↓↓↓

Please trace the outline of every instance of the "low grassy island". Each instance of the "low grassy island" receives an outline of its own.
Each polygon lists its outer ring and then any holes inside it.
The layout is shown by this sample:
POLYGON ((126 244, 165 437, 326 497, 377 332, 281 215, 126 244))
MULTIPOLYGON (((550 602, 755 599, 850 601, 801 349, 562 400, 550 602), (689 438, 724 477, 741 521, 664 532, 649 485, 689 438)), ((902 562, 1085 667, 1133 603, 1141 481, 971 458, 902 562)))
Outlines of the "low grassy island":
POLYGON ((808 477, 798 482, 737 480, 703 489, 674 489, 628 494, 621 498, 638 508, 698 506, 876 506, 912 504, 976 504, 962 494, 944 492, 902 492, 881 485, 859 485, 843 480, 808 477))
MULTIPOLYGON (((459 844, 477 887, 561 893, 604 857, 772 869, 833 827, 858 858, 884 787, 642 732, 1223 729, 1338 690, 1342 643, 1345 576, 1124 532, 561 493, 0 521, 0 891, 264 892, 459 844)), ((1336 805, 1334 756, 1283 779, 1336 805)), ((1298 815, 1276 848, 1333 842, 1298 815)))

↑↑↑

ISTRUZIONI E REQUISITI → Riscrivi per favore l'intero elenco qui sopra sostituendo "low grassy island" con "small sandy islet" e lasciando invariato tutto il resto.

RISPOSTA ALL'ESERCIZIO →
Please trace the outline of every instance of the "small sandy islet". Each instance of the "small sandy islet" receives an outline of its own.
Each polygon lists its outer ring and then any holes inside it.
The layout is shown by this sample:
POLYGON ((126 244, 165 437, 326 497, 377 332, 281 215, 126 244))
MULTIPOLYGON (((550 602, 755 599, 850 601, 801 349, 562 400, 550 602), (689 438, 724 477, 741 521, 664 532, 649 485, 689 438)), ((902 562, 1085 667, 1133 603, 1141 481, 971 458, 902 562)))
Outlines of the "small sandy islet":
POLYGON ((808 477, 798 482, 737 480, 703 489, 674 489, 628 494, 621 498, 638 508, 698 506, 876 506, 912 504, 976 504, 962 494, 944 492, 902 492, 881 485, 859 485, 843 480, 808 477))
MULTIPOLYGON (((459 844, 477 887, 561 893, 604 857, 772 869, 833 827, 858 858, 884 787, 642 732, 1223 729, 1338 690, 1342 643, 1345 576, 1124 532, 561 493, 0 521, 0 891, 264 892, 459 844)), ((1336 805, 1334 756, 1283 779, 1336 805)), ((1298 815, 1276 848, 1333 842, 1298 815)))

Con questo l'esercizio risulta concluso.